== Goal of the exercise ==
Your task is to count the lines of the entries below that include the word "blue" and to give only the resulting number.

== Source records ==
'''
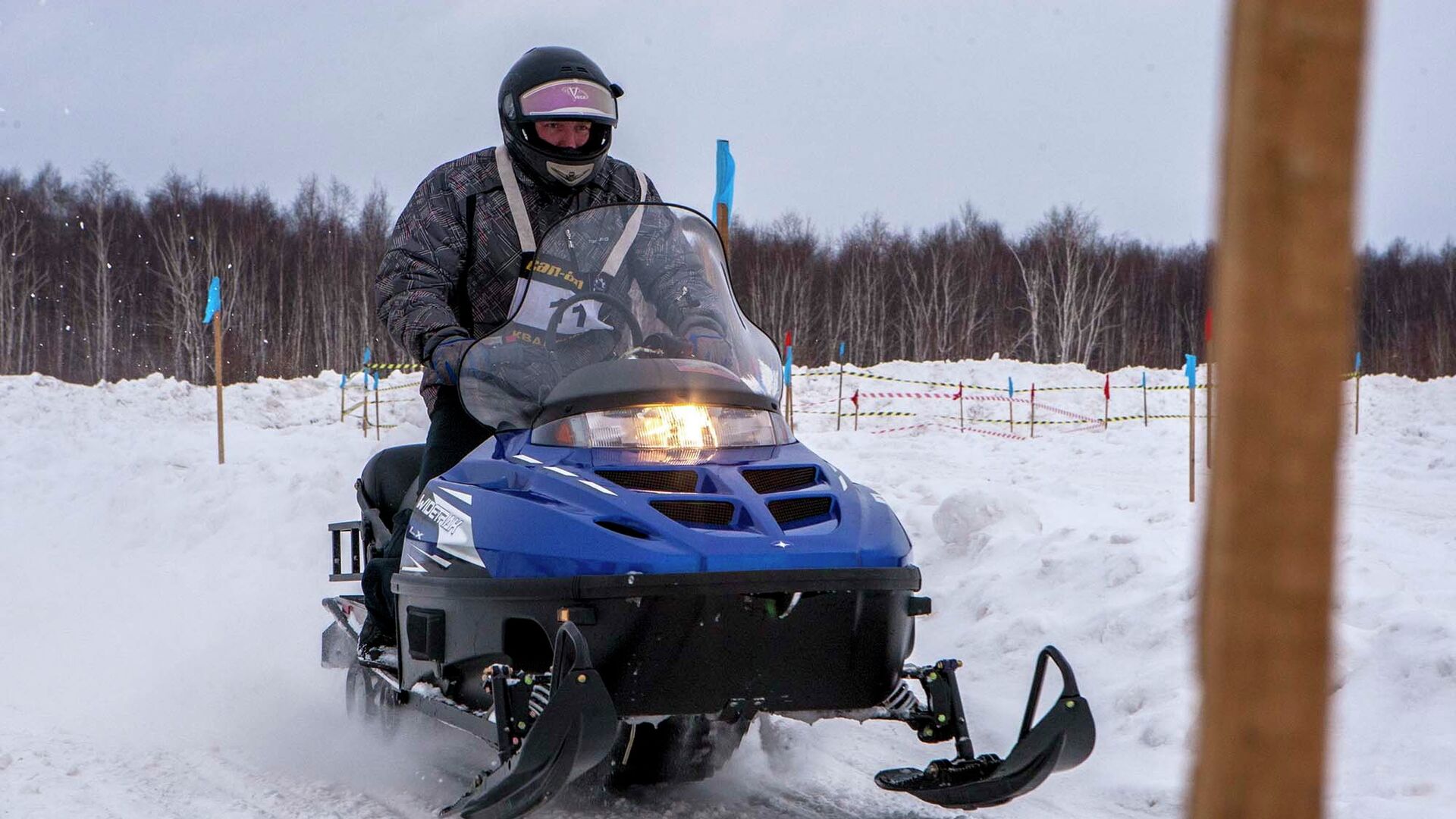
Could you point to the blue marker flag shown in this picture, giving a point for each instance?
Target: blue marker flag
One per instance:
(726, 168)
(215, 299)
'''
== Answer box ==
2